:: Task to carry out ::
Copy everything in the data below exactly except the pictures.

:: Data in this exercise ::
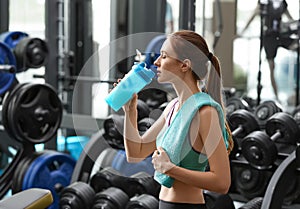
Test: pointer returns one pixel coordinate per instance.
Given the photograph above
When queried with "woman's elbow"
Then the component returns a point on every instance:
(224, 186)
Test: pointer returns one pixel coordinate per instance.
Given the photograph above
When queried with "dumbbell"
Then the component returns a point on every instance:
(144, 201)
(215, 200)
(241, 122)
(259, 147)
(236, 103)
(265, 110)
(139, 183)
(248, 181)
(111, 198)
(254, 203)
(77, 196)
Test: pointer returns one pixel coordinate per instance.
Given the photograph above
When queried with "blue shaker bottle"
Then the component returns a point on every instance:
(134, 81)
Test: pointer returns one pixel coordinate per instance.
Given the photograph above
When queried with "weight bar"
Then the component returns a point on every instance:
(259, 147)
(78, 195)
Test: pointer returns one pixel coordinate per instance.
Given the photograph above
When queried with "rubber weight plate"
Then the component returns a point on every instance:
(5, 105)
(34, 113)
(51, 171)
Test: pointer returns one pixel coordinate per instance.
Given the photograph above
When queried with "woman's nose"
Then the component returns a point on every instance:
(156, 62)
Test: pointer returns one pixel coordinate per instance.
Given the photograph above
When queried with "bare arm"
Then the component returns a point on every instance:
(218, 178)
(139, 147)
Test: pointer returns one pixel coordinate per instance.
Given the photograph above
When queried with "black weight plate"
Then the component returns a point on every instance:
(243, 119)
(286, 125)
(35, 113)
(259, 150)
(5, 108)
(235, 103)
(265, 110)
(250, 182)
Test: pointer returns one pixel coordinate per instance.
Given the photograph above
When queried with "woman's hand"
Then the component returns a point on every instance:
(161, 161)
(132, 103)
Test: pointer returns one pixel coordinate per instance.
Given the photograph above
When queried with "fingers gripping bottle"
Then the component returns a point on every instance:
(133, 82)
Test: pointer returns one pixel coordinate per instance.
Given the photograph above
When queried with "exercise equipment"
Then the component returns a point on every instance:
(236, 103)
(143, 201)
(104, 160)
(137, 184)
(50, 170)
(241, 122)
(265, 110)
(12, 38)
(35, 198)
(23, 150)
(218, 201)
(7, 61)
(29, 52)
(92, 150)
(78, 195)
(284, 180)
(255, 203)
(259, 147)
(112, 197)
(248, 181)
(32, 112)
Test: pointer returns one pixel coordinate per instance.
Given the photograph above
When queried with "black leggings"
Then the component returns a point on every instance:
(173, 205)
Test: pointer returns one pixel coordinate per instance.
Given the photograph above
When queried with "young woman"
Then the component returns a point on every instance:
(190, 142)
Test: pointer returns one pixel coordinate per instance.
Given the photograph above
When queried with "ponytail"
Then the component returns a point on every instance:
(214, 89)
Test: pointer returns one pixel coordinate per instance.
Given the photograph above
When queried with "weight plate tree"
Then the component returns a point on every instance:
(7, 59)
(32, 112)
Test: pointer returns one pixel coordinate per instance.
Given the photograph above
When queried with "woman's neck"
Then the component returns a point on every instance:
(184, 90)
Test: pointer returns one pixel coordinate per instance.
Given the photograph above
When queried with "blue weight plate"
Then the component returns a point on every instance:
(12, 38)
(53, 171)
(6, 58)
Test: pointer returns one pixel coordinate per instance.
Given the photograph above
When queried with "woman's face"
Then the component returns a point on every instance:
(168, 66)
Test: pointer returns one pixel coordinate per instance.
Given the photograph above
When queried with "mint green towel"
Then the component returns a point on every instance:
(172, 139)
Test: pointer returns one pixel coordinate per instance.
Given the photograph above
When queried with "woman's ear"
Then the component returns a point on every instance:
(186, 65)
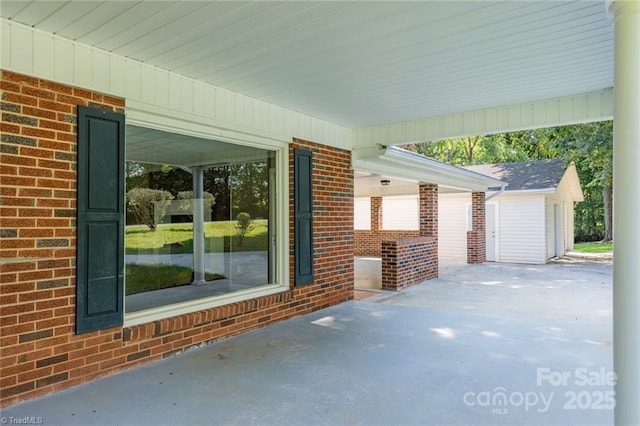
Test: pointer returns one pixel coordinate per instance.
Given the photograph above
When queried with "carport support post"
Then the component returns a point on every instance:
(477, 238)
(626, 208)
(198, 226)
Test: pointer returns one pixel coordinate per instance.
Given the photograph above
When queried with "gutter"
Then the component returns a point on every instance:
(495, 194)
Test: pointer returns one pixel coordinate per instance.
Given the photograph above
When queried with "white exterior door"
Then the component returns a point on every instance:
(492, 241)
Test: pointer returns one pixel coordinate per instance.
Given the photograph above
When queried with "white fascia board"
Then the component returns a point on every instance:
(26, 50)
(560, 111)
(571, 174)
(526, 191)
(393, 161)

:: Task result ::
Test: pointer returns one pixel coordinate per instance.
Given the photograph above
When queried with "woman's elbow"
Then the component returns a point on every instance:
(224, 186)
Test: pointer returns one pixel coordinate per instance.
Given the photograph above
When queried with "dumbbell"
Then the component returns a point on every instance:
(144, 201)
(215, 200)
(241, 122)
(259, 147)
(236, 103)
(265, 110)
(139, 183)
(248, 181)
(111, 198)
(254, 203)
(77, 196)
Test: pointer returns one pixel coordinate per instance.
Given the photograph above
When queried with "blue shaker bottle"
Then the component returns a point on every instance:
(134, 81)
Test: pointer returns one pixel coordinate per instance.
Given the photograph above
When queried with "weight bar"
Then the component returns a point on every instance:
(259, 147)
(78, 195)
Test: pointer returns one pixel coordinate per instance.
Given the photograph above
When queried with "rubber weight plate"
Then the component returns a point on every instance:
(5, 105)
(34, 113)
(51, 171)
Test: pointer returns one pixel coordinate per instance.
Given the photograph above
When queried with "woman's nose"
Then the component returns a point on every instance:
(156, 62)
Test: pointer returns one pixel coordinate per instance.
Given the photograph above
When queried with "bare arm"
Then the component returns a point on every instance:
(218, 178)
(139, 147)
Test: pointer returns one pixel coordinate per instance.
Given the photograph above
When queried with "black weight plate"
Then the component returns a point on every instance:
(243, 119)
(286, 125)
(35, 113)
(259, 150)
(5, 108)
(235, 103)
(265, 110)
(250, 182)
Test: pointer returns one pixel coordinate per instance.
Given the photograph above
When queried with "woman's hand"
Then the component returns a point on every instance:
(161, 161)
(132, 103)
Test: pointer returns one pixel coordinate per instance.
Given the photograph above
When queried with "fingers gripping bottle"
Then the component returns a point on every instance:
(133, 82)
Test: pointer returns one pixel coordinate per instance.
Given the photograph above
When queried with "exercise equipment"
Then the component returns a point on every instance:
(236, 103)
(143, 201)
(104, 160)
(137, 184)
(50, 170)
(241, 122)
(265, 110)
(12, 38)
(35, 198)
(23, 150)
(218, 201)
(7, 61)
(29, 52)
(92, 150)
(78, 195)
(284, 180)
(255, 203)
(259, 147)
(112, 197)
(248, 181)
(32, 112)
Test: pointer returns one pixel coordinate per instance.
Given the photograph above
When queried with "black leggings"
Then the component returns a point on every instance:
(173, 205)
Test: pointer returns one pixel coordinate per instance.
Given the photograph above
When queried with "young woman"
Then the component returns a point on every instance:
(190, 142)
Test: pointer returns one pixel coordinate per instance.
Given the photograph above
When queried with "ponytail"
Then the component returns a point on every instance:
(214, 89)
Test: pointer returns one pixel coordinate per instance.
Given the photograph above
When queried with "weight plate tree"
Then the component returns a point on every instance:
(7, 59)
(32, 112)
Test: pointer returns one pixel coordinate per instance.
Given the photograph above
When queried with "woman's neck"
Then the component returns a point on every instance:
(184, 90)
Test: pointer returns one pixel coordinate per instance.
Given the photograph above
When queried with "blue weight plate"
Then the component returns a point on every instance:
(12, 38)
(53, 171)
(6, 58)
Test: pointer returns one pixel coordinate per instance.
Given the photograph above
When queried with "woman's face"
Then the component returns a point on every instance:
(168, 66)
Test: pointer returns one pixel coordinate per instance.
Given the photograph above
When queried with "mint green towel"
Then the component returns a point on every instance:
(172, 139)
Test: pointer returns one pixel coordinate per instance.
Given the photograph above
When queried with "woman's ear"
Then the component returns a point on every instance:
(186, 65)
Test: pointer returns one pixel coordinate per instance.
Given the photograph above
When queried with "carport support post"
Then the component returns a point on every instance:
(477, 238)
(626, 208)
(198, 226)
Test: pointer returns one pixel coordinate per instance.
Given the photograph above
When queried with "gutter"
Then the component returns a point on every instance:
(495, 194)
Test: pointer returns one pixel coordinate per instance.
Given the photograph above
When queried with "white exterior door"
Then the component returns a point on every instance:
(492, 241)
Test: pointer returns one pixel coordinate per instance.
Given the photograph above
When queried with "white fascia board"
Then the component returns a point on every instance:
(26, 50)
(560, 111)
(571, 174)
(526, 191)
(393, 161)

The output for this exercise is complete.